▸ **SELECTION**:
┌────────
This also reminded me of Ella Minnow Pea, silly as it was. In that novel, once or twice Ella mourned the day the “I” would fall off of the memorial and she’d no longer be able to express herself: “I love you.”

And celebrating the power of “I” is also Rand’s goal in her writing. My volume has a 10-page introduction and a 10-page appendix discussing Rand’s philosophy and how Anthem is a precursor to her further philosophical treatises/novels (Atlas Shrugged and The Fountainhead). Rand developed her own philosophy, called objectivism. I’m sorry to say, reading this novel and the front and end matter has only confused the issue of “objectivism” in my mind. It seems quite complicated. But the gist seems to be that no overarching power – government or religion – is more powerful than each individual; by extension there is no god and there is no faith because truth is given power only through reason. For more information on objectivism, visit Wikipedia’s entry, The Ayn Rand Institute, or the user-created Objectivism Wiki.

As one who believes in God and faith, though, I didn’t find Rand’s political agenda to be remarkably or annoyingly atheist, however. I believe celebrating the individual can go in harmony with religion and Anthem was an appropriate “hymn” to that individual.

Martel-Harper Challenge

In reading Yann Martel’s letter to Stephen Harper about this book, I have to say, he gave up the entire plot. Although his letter is amusing and sarcastic, don’t read his letter until you read the book. I’d be annoyed if I were Stephen Harper. Sometimes I really hate spoilers! (Other times I read the last page first.)

A Giveaway

My copy of Anthem has the most recent publication of the novel as well as a facsimile of Rand’s edits to the original 1938 U.K. publication. (Publishers in the U.S. would not publish Anthem until 1946, apparently for political reasons.) I’ve read the novella twice; the first time was for a book club, so I marked two or three passages with pen in the margin. Other than that, it’s in excellent condition.
└────────
Lines of data
┌────────
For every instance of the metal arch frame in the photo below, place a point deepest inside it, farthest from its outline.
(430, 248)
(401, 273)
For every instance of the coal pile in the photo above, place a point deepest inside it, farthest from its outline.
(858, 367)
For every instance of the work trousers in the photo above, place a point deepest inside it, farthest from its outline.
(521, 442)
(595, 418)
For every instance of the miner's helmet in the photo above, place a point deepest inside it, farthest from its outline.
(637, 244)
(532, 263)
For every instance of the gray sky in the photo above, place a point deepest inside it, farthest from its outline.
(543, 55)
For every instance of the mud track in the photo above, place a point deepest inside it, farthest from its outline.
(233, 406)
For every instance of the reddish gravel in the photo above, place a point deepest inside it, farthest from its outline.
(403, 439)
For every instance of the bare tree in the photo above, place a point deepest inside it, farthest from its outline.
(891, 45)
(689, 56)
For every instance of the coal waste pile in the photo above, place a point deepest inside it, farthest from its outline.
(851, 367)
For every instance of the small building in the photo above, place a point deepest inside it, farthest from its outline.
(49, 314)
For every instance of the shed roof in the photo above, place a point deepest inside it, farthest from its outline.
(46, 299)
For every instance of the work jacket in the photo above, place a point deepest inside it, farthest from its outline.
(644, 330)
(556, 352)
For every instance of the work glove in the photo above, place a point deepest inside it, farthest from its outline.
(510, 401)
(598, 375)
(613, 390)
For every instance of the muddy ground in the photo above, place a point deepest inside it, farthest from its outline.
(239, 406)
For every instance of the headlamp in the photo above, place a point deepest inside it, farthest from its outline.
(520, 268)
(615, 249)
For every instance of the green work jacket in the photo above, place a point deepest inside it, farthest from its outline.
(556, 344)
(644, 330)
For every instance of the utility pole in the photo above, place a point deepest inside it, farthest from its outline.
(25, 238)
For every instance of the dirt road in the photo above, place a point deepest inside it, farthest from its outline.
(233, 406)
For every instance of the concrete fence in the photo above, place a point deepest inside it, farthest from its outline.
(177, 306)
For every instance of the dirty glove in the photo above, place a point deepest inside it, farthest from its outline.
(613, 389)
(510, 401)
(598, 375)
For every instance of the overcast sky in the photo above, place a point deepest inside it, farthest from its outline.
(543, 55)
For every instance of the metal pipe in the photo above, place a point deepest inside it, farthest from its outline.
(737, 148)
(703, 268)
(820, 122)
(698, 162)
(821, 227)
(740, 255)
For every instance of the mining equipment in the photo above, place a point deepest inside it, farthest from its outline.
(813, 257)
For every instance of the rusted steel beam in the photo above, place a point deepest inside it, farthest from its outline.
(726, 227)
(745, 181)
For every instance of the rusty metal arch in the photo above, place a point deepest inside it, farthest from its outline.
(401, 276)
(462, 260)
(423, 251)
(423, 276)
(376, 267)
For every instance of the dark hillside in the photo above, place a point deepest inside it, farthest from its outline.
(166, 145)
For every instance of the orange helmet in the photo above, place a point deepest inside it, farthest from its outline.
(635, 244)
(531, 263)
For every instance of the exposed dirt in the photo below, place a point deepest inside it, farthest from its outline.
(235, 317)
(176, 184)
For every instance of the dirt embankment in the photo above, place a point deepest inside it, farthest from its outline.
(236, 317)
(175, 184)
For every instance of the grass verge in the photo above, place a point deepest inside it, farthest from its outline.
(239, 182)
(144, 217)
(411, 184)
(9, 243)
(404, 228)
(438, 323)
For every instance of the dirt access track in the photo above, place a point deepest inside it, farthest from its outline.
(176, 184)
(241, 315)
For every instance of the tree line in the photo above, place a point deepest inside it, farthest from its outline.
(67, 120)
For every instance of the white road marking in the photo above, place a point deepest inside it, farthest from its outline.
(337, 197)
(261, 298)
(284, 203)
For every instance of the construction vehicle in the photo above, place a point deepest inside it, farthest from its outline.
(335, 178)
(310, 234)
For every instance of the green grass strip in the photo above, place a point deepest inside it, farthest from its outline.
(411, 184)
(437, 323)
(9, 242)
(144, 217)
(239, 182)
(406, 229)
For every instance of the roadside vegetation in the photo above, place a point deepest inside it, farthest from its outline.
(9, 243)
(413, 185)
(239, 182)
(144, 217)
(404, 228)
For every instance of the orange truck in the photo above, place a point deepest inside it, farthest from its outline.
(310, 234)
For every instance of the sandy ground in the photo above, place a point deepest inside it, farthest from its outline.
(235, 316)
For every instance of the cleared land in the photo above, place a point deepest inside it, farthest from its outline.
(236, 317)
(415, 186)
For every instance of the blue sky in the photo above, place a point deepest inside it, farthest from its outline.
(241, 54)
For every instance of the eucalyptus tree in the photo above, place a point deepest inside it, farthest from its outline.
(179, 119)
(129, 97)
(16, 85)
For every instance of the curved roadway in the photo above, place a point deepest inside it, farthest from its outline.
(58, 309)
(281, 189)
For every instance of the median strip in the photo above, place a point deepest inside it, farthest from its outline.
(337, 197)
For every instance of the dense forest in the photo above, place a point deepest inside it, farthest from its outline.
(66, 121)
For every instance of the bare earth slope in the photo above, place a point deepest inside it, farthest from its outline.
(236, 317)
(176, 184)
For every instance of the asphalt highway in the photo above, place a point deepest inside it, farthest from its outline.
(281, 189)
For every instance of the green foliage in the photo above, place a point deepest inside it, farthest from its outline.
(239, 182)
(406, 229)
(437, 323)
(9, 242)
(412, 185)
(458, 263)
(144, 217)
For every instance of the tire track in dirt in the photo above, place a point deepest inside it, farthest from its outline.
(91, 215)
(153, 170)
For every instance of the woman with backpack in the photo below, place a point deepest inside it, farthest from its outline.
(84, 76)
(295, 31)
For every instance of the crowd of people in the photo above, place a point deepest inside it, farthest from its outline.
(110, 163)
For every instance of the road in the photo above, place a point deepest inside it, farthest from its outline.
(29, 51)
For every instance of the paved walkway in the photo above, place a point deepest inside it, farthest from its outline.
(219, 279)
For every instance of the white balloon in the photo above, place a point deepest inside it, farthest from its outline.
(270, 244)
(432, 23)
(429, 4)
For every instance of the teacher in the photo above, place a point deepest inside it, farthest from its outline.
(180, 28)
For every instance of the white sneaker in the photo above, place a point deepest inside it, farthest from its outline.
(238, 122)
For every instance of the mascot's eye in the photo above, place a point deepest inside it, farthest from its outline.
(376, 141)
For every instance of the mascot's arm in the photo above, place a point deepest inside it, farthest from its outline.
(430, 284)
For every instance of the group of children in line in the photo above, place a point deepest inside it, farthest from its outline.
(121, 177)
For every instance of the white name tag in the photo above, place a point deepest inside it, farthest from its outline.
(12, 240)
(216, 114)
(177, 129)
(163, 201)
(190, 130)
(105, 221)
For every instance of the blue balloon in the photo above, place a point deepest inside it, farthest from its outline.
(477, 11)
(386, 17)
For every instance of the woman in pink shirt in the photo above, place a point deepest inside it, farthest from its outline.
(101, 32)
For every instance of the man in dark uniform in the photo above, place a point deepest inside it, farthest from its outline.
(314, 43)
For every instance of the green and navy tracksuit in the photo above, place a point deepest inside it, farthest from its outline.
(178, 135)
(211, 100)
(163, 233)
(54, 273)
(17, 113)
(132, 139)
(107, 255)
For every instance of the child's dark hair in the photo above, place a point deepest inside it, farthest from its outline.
└────────
▸ **WORK TO DO**:
1 – Answer these questions from the Anthem review:
(a) What is the name of the philosophy Rand developed?
(b) To whom did Yann Martel write his letter about the book?
(c) In what year did U.S. publishers finally publish Anthem?
2 – Please continue the Anthem review from its last sentence.

▸ **SET OF ANSWERS**:
1 –
(a) Objectivism
(b) Stephen Harper
(c) 1946

2 –
I’d like to giveaway my copy. (Remember my poll about giving away used books? This book is used and does have pen markings in it. If you don’t want it for that reason, I understand.) If you would like to be entered into the drawing, tell me in a comment below. I’ll select a winner next week.

NOTE: GIVEAWAY IS OVER.

What is your favorite dystopian novel? I’m in the mood to read some more of them.

Have you read Ayn Rand’s masterpieces? What are your thoughts on objectivism within those books? Is the plot overshadowed by philosophy?

If you have reviewed Anthem on your site, please leave a link in the comments and I’ll add it here.

About the author 

Rebecca Reid

Rebecca Reid is a homeschooling, stay-at-home mother seeking to make the journey of life-long learning fun by reading lots of good books. Rebecca Reads provides reviews of children's literature she has enjoyed with her children; nonfiction that enhances understanding of educational philosophies, history and more; and classical literature that Rebecca enjoys reading.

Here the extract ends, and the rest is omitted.